Entre San José y San Juan

El sol luce tímido este día de abril. No hace tantos días que quemábamos el pasado y prometíamos empezar un año sin los vicios del anterior. Hoy el viento de poniente se lleva consigo una semana en que cristianismo ha conmemorado el éxito, la caída en desgracia, la muerte y la resurección de Cristo. Miles de penitentes, conscientes o no de ello, han lucido el capirote del pecado cubierto por la máscara que oculta la personalidad del pecador. Decenas de porteadores han sacado inmensas andas y carrozas con imágenes sangrantes, con escenas de hermandad, de traición, de dolor, de muerte y soledad. A los lados una multitud expectante revive el espectáculo anual entre atronadores golpes de tambor y chirriantes toques de corneta. Los niños esperan las golosinas de esos misteriosos seres que desfilan junto a tronos iluminados. Probablemente ellos sean los que perciben la magia del ritual que los adultos hemos olvidado. La Semana Santa sigue el ritmo acompasado de las lunas, de las mareas y del giro del planeta marcando el fin del ciclo invernal para dar paso a la explosión de la vida.

En el momento en que Cristo resucita al son de los petardos y las palomas que escapan al cielo de abril, se produce la estampida de pascua en la que los nuestros escapan al campo, a la naturaleza y a la vida. Son días en que cada rincón de la montaña, la semana anterior desierta, se llena de gente deseosa de comulgar con la naturaleza.

Contaban mis padres en un vídeo que mi hija grabó para el colegio, cómo la pascua era el momento en que se estrenaba ropa nueva. Unas zapatillas corredoras, recordaba mi madre, un vestido de percal para las niñas, recordaba mi padre. La vida renacía y los adolescentes, los jóvenes, ejecutaban rituales de fecundidad y de transición de una manera discreta, o no tanto, que encajaran en el estricto marco de la religión judeo cristiana. La chica le preparaba la comida de pascua al chico y éste se dejaba querer entre flor y flor.

Nos expresamos como sociedad en esas catarsis que llamamos fiestas, nos comunicamos de una forma simbólica de la cual apenas somos conscientes. El huevo en la mona representa la promesa de vida, la longaniza de pascua, un remoto símbolo fálico. La longaniza en los primeros meses del año ya existía en tiempo de los romanos y la Iglesia Católica, siempre controladora, la llegó a prohibir por considerarlo un ritual obsceno. Por otro lado los cánticos de pascua tradicionales insisten en hablar sobre niños que no consiguen empinar la cometa, el Catxirulo, o chicas que no consiguen el novio que desean. Pascua era el momento en que la libertad escapaba por las rendijas del sistema entre peñascos y pinadas.

El mito del eterno retorno de los ciclos que van y vienen, de los símbolos que navegan por las cavernas del inconsciente colectivo entre el eterno devenir
del sol, la luna y los planetas. Salir al campo estos días supone recobrar la vida, resucitar de la muerte y la oscuridad del invierno. Se acerca el solsticio de verano. Esa noche haremos fuego para que el sol no se extinga jamás, saltaremos las llamas para propiciar el verano y nos fundiremos en ese caldo de vida que es el mar con la vana esperanza de que no vuelva el ciclo invernal. Vana esperanza. Tempus fugit.

[Enunciado] Según el texto de estudio, ¿por qué llegó la Iglesia Católica a prohibir la longaniza de los primeros meses del año? Responde en una a tres oraciones. Las entradas no guardan relación con el texto de estudio.

[Material mostrado]
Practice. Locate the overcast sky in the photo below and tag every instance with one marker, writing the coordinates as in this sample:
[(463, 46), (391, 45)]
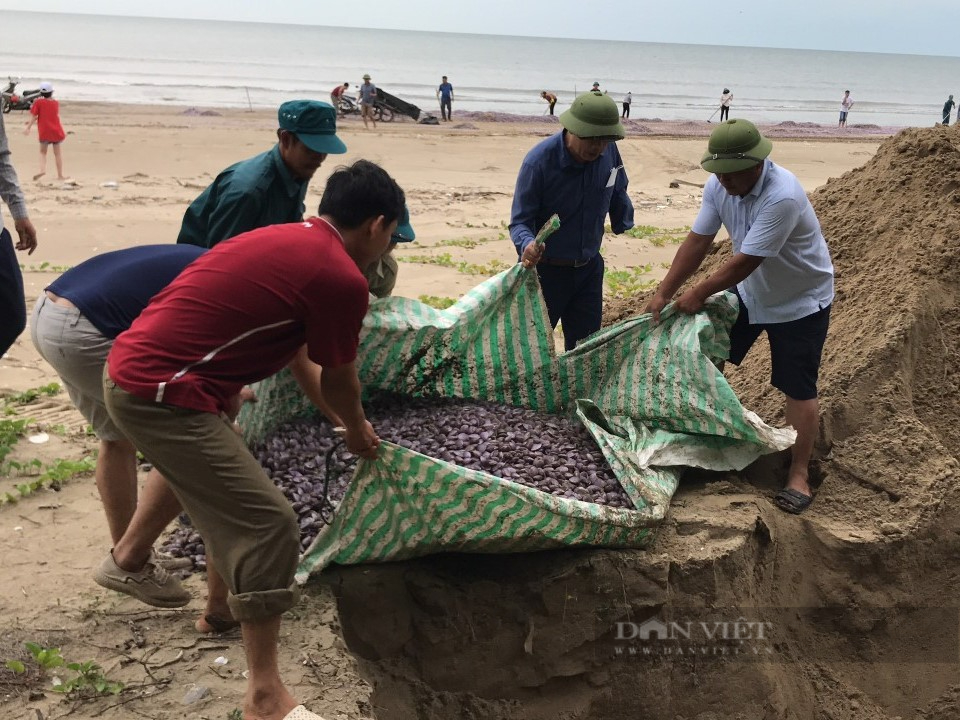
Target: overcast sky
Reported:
[(927, 27)]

[Ejercicio resuelto] La Iglesia Católica, a la que el texto llama "siempre controladora", la llegó a prohibir por considerarla un ritual obsceno. El texto presenta la longaniza de pascua como un remoto símbolo fálico.